Begin

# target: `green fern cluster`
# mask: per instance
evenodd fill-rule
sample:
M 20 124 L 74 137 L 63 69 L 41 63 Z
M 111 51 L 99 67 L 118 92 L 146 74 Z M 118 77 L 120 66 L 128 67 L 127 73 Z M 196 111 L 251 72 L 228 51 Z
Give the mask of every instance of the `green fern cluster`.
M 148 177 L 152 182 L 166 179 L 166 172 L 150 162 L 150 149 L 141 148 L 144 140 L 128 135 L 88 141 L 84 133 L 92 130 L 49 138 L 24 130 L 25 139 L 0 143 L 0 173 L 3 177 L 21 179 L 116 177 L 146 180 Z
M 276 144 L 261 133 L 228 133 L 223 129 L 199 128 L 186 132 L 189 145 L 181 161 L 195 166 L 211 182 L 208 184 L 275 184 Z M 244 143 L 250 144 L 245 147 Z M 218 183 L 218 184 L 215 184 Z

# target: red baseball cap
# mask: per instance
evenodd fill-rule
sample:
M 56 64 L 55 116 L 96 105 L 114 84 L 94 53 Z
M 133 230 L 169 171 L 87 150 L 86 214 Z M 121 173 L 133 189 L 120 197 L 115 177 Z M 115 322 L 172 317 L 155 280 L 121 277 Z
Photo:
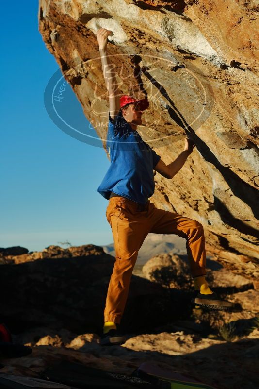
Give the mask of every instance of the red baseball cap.
M 141 99 L 137 100 L 128 95 L 124 95 L 120 98 L 120 107 L 122 108 L 126 105 L 126 104 L 131 104 L 131 103 L 138 102 L 138 106 L 139 107 L 139 111 L 144 111 L 149 106 L 149 103 L 147 99 Z

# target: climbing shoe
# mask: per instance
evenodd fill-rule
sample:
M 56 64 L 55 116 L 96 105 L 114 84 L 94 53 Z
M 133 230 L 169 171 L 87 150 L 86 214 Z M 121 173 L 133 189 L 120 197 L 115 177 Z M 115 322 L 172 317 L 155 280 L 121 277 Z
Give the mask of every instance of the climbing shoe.
M 117 329 L 112 329 L 101 335 L 101 346 L 113 346 L 114 344 L 123 344 L 126 341 L 126 337 L 120 334 Z
M 233 303 L 222 300 L 213 292 L 212 294 L 202 294 L 198 293 L 193 301 L 194 304 L 200 306 L 205 306 L 211 309 L 226 311 L 234 306 Z

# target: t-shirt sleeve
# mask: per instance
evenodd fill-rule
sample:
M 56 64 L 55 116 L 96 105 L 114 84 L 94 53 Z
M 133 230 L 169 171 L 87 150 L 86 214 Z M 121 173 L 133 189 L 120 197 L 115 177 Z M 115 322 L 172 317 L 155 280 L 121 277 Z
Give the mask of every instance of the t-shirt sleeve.
M 156 152 L 153 150 L 153 149 L 151 149 L 151 150 L 152 152 L 152 156 L 153 157 L 153 168 L 154 168 L 161 157 L 160 155 L 159 155 L 158 154 L 157 154 Z

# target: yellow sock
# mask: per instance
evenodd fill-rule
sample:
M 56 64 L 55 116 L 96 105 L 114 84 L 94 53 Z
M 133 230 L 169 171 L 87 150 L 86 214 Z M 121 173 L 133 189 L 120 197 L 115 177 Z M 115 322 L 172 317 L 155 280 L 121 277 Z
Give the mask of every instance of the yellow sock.
M 117 326 L 113 321 L 105 321 L 103 326 L 103 333 L 106 334 L 110 330 L 116 330 Z
M 202 294 L 212 294 L 213 293 L 212 291 L 210 288 L 204 276 L 195 277 L 194 280 L 195 290 L 198 290 Z

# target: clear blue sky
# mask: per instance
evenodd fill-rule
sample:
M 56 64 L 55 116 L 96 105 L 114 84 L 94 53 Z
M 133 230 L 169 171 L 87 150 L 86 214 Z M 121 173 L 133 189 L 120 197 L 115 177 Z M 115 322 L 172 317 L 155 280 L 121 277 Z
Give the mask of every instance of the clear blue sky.
M 111 243 L 108 201 L 96 191 L 105 152 L 62 131 L 44 105 L 59 66 L 38 31 L 38 2 L 2 6 L 0 247 Z

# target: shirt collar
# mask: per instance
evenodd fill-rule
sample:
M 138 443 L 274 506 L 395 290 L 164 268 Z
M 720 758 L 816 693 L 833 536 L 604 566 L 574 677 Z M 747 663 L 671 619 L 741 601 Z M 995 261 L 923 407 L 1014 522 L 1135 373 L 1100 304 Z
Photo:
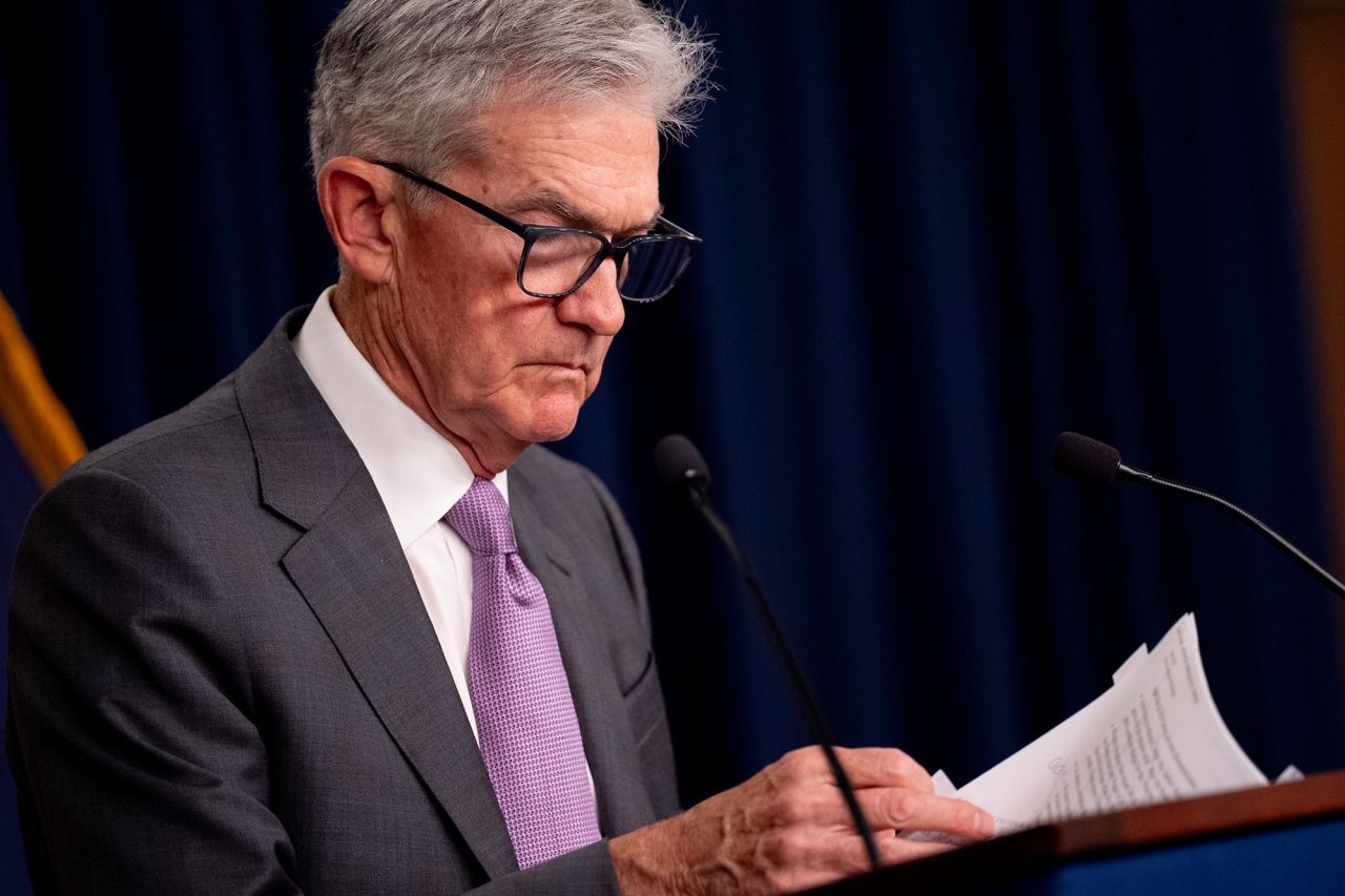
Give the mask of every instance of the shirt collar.
M 461 452 L 383 382 L 346 335 L 328 287 L 295 336 L 299 363 L 317 386 L 383 499 L 405 550 L 467 494 L 473 474 Z M 494 482 L 508 500 L 507 471 Z

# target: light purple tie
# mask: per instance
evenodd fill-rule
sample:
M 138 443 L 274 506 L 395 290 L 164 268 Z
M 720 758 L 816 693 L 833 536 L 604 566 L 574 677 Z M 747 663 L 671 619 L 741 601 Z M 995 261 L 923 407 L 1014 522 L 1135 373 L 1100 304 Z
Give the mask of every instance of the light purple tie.
M 518 865 L 530 868 L 601 835 L 569 679 L 495 483 L 477 476 L 444 519 L 472 552 L 467 686 L 482 757 Z

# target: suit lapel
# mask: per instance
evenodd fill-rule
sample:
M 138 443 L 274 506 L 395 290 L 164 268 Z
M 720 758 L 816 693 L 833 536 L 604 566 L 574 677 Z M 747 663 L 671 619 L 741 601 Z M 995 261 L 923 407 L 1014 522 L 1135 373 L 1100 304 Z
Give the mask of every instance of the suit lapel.
M 373 479 L 304 374 L 285 318 L 237 391 L 262 500 L 307 530 L 282 562 L 387 733 L 491 877 L 518 869 L 480 749 Z
M 638 751 L 621 692 L 597 640 L 603 620 L 593 618 L 592 601 L 572 572 L 580 569 L 578 558 L 546 523 L 516 471 L 510 471 L 510 513 L 519 554 L 546 591 L 593 772 L 599 825 L 605 837 L 613 837 L 652 822 L 654 807 L 635 761 Z

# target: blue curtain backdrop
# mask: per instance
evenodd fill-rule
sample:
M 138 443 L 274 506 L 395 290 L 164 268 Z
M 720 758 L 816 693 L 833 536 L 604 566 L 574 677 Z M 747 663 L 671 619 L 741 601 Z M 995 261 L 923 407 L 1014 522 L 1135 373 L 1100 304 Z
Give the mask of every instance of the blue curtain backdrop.
M 339 5 L 0 11 L 0 289 L 90 444 L 334 278 L 304 110 Z M 967 780 L 1190 609 L 1251 756 L 1345 766 L 1338 601 L 1206 507 L 1046 465 L 1089 432 L 1323 553 L 1278 4 L 683 15 L 722 89 L 663 199 L 705 249 L 631 311 L 562 451 L 642 538 L 685 800 L 804 735 L 728 564 L 655 483 L 672 431 L 842 743 Z

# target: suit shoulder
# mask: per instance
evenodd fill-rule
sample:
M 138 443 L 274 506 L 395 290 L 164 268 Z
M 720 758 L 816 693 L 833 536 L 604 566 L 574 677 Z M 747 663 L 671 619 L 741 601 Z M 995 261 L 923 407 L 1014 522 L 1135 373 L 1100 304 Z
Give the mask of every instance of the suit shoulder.
M 110 474 L 172 505 L 175 492 L 199 495 L 207 482 L 250 482 L 254 465 L 229 377 L 184 408 L 89 452 L 55 487 L 70 487 L 91 474 Z

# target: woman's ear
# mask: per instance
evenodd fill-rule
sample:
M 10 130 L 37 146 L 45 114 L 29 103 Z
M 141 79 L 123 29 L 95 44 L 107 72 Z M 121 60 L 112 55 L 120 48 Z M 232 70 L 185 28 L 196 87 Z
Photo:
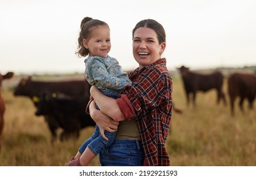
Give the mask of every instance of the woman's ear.
M 83 39 L 83 45 L 86 49 L 89 48 L 88 43 L 88 41 L 86 39 Z
M 163 53 L 164 52 L 166 45 L 166 43 L 165 42 L 162 42 L 162 43 L 161 43 L 161 49 L 160 49 L 160 53 L 159 53 L 160 56 L 161 54 L 163 54 Z

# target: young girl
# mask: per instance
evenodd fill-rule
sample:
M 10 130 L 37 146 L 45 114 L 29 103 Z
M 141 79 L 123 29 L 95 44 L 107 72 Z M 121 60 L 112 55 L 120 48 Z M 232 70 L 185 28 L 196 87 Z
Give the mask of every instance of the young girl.
M 88 56 L 84 60 L 86 80 L 91 85 L 95 85 L 104 95 L 113 98 L 120 97 L 124 86 L 131 84 L 131 81 L 127 74 L 122 71 L 117 60 L 108 55 L 111 47 L 108 25 L 103 21 L 85 17 L 82 20 L 80 27 L 77 53 L 79 57 Z M 101 136 L 96 125 L 93 134 L 81 145 L 76 157 L 72 157 L 66 166 L 88 165 L 115 139 L 116 132 L 110 133 L 106 130 L 104 134 L 108 140 Z

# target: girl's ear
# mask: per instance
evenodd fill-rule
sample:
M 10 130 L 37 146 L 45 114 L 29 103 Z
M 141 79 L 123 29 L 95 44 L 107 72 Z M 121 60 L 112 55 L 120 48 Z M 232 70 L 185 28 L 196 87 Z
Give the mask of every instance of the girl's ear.
M 84 47 L 86 48 L 87 49 L 89 49 L 88 45 L 88 42 L 85 39 L 83 39 L 83 45 L 84 45 Z

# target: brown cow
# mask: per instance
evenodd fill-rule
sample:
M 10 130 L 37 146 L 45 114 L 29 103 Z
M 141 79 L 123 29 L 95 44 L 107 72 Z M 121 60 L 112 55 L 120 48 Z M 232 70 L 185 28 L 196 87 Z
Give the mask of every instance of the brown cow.
M 228 79 L 228 90 L 230 101 L 231 114 L 234 115 L 234 104 L 236 97 L 240 97 L 239 107 L 243 113 L 244 99 L 249 101 L 250 109 L 253 108 L 253 102 L 256 95 L 256 75 L 235 73 Z
M 31 77 L 21 79 L 14 91 L 15 96 L 29 97 L 37 107 L 38 97 L 43 93 L 57 93 L 70 97 L 90 97 L 90 85 L 84 80 L 61 81 L 36 81 Z M 45 115 L 45 121 L 52 135 L 53 141 L 57 137 L 59 125 L 51 116 Z
M 187 104 L 189 104 L 189 95 L 193 94 L 193 102 L 195 106 L 195 98 L 197 91 L 205 92 L 211 89 L 216 89 L 218 93 L 217 103 L 221 99 L 226 104 L 226 98 L 222 91 L 223 75 L 220 72 L 215 72 L 211 74 L 200 74 L 189 71 L 189 68 L 182 66 L 177 68 L 179 70 L 183 80 L 184 87 L 187 98 Z
M 4 75 L 2 75 L 0 74 L 0 150 L 1 145 L 1 138 L 2 133 L 4 128 L 4 113 L 5 110 L 5 105 L 4 99 L 2 97 L 2 81 L 4 79 L 10 79 L 14 75 L 13 72 L 8 72 Z
M 17 86 L 14 95 L 33 98 L 42 92 L 60 93 L 67 96 L 79 97 L 89 95 L 90 86 L 84 80 L 61 81 L 36 81 L 31 77 L 21 79 Z

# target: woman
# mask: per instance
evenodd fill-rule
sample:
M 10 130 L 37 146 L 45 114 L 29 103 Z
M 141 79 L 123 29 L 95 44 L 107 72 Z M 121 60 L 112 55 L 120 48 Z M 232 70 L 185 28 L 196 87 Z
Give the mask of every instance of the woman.
M 116 139 L 107 151 L 100 153 L 100 162 L 102 166 L 131 166 L 130 160 L 140 159 L 137 162 L 141 165 L 169 166 L 164 144 L 172 119 L 172 81 L 166 60 L 161 58 L 166 47 L 164 29 L 154 20 L 143 20 L 132 30 L 132 40 L 139 67 L 129 74 L 132 85 L 126 86 L 116 100 L 94 86 L 90 90 L 94 101 L 90 104 L 90 114 L 102 136 L 104 130 L 113 132 L 117 128 L 117 123 L 106 116 L 120 121 Z M 100 111 L 95 110 L 95 104 Z M 142 148 L 143 157 L 129 150 L 131 146 L 136 152 Z

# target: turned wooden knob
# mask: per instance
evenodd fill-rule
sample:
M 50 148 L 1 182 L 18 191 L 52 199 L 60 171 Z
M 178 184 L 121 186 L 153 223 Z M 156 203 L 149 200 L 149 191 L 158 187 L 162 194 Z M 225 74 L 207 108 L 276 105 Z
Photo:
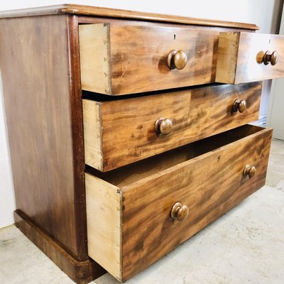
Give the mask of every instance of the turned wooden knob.
M 244 176 L 249 178 L 253 178 L 256 173 L 256 168 L 254 165 L 246 165 L 244 169 Z
M 180 202 L 175 203 L 170 210 L 170 217 L 173 219 L 177 219 L 179 222 L 185 220 L 188 216 L 188 207 L 187 206 Z
M 233 111 L 236 112 L 244 112 L 246 109 L 246 102 L 244 99 L 239 100 L 239 99 L 236 99 L 233 104 Z
M 265 65 L 271 63 L 271 65 L 275 65 L 278 61 L 278 53 L 275 50 L 271 53 L 269 50 L 267 50 L 264 54 L 263 62 Z
M 173 129 L 173 121 L 170 119 L 160 117 L 155 121 L 155 130 L 157 134 L 167 135 Z
M 170 69 L 183 69 L 187 62 L 187 56 L 182 50 L 170 50 L 168 55 L 168 66 Z

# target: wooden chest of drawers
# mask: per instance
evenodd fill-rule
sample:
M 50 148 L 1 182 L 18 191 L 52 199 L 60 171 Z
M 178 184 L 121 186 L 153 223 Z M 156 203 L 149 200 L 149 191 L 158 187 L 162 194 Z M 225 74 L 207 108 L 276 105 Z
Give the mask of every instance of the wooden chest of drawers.
M 129 279 L 264 185 L 272 130 L 246 124 L 283 37 L 77 5 L 0 17 L 16 224 L 76 283 Z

End

● DIRECTION: Lay out as a numbered list the lines of the items above, beginning at the line that contains "# target: clear blue sky" and stopping after the line that contains "M 111 243 L". Leave out any blank lines.

● RESULT:
1. # target: clear blue sky
2. # mask: per instance
3. evenodd fill-rule
4. sample:
5. M 56 64 L 55 116 L 96 105 L 114 84 L 94 53 Z
6. M 133 230 L 169 171 L 87 150 L 86 214 Z M 121 173 L 133 189 L 120 197 L 115 177 Z M 115 322 L 172 317 L 155 280 L 121 277 Z
7. Give the mask of every instance of the clear blue sky.
8. M 111 243 L 108 201 L 96 191 L 105 152 L 62 131 L 44 105 L 59 66 L 38 31 L 38 2 L 2 6 L 0 247 Z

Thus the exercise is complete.